Data extract →
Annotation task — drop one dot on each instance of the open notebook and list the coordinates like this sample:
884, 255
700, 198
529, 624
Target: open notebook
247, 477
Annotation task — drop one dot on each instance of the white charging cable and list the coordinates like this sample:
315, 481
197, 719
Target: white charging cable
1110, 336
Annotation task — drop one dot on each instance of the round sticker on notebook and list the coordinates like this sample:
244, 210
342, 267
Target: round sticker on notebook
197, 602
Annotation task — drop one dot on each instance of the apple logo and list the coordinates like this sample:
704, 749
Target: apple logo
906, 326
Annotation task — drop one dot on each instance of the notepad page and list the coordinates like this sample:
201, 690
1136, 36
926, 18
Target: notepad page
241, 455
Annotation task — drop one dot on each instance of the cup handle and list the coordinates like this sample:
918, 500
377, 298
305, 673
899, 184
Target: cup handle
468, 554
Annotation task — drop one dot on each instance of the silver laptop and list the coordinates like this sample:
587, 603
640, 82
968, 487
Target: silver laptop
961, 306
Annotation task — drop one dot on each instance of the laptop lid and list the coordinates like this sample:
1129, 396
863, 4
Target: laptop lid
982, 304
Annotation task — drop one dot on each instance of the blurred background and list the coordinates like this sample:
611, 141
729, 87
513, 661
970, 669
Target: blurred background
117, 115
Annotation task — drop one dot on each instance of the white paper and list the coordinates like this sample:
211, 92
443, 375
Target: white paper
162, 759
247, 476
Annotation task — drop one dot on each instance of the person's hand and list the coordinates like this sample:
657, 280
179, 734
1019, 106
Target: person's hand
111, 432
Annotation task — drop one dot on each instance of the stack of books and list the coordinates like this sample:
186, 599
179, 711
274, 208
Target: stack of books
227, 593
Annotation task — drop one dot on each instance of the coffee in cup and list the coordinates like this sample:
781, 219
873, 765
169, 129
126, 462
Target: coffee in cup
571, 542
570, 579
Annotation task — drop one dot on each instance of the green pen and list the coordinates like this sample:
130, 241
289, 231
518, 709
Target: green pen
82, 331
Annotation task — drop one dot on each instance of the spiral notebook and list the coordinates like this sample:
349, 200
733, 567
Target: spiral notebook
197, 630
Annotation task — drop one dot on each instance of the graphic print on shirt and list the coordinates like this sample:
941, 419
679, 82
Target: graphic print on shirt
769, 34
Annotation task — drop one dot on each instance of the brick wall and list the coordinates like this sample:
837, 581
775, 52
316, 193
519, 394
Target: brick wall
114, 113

Work to be completed → Rewrite every entry above, replacing "drop one dot" with "place a single point" and leaving the rest unchanged.

Problem solution →
Annotation task — place a single point on each instance of the open notebook and list the coordinates like this sample:
884, 255
700, 198
529, 624
Target: open notebook
247, 477
Annotation task — place a single point on each instance of the white charging cable and list the coordinates like this sample:
315, 481
197, 719
Target: white charging cable
1110, 336
Annotation task — place a single point on each instance of the round sticker on notebook and list the coordinates like this sample:
244, 210
342, 267
Target: round sticker on notebook
197, 602
Annotation task — place a single point on each instance of the apple logo and list the coordinates like this sample:
704, 749
Target: apple logo
906, 326
Annotation task — place a single point on each instance of the notepad page and list the coordinates like this sample:
201, 690
1136, 36
926, 18
Target: notepad page
241, 455
Annotation task — place a single point on each instance of the cup handle and list the coordinates like this sample:
918, 500
377, 298
305, 673
899, 184
Target: cup handle
468, 554
Annotation task — place a single point on each instance of the silver laptop and list the coordinates like this sample:
587, 603
640, 82
968, 487
Target: silver laptop
961, 306
Annotation task — place a single point on each instance of the laptop lid and list the coordinates like this sample:
1129, 396
863, 4
Target: laptop lid
982, 304
Annotation task — place a single point on each instance of the blurred background and list the coordinates like this sample:
611, 141
729, 87
513, 661
970, 669
Target: blurred background
117, 115
Annotation task — place a single point on each instance of the white paper and list the coordinates like this sample:
211, 92
443, 375
Target: white paper
162, 759
247, 476
Annotation task — place a single point on each instance of the person's hand and list the coordinates like this sample:
657, 280
179, 734
1019, 106
Target: person's hand
111, 432
Annotation task — place a single point on each instance of the stack of books and list the coordinates like this sample:
186, 599
179, 711
274, 208
Target: stack of books
227, 593
Annotation task — place a single point on each instance of the coffee in cup and list the coordinates like this sample:
781, 219
873, 765
169, 129
126, 462
Target: coffee in cup
571, 542
570, 579
Annotation task — place a single point on each instance of the green pen and list the coordinates like this sample:
130, 241
289, 231
518, 709
Target: green pen
82, 331
Annotation task — place a single point on each instance of the spiral notebook and list the coordinates like this sample:
349, 200
733, 567
Target: spiral notebook
197, 630
Annotation task — place a single point on each instance of the graphic print on shirt and list the coordinates like this sample:
941, 419
679, 82
Target: graphic print on shirt
769, 34
Annotation task — place a single point on each instance of the brick wall and list the coordinates like this sample:
837, 581
775, 52
316, 193
519, 394
Target: brick wall
114, 113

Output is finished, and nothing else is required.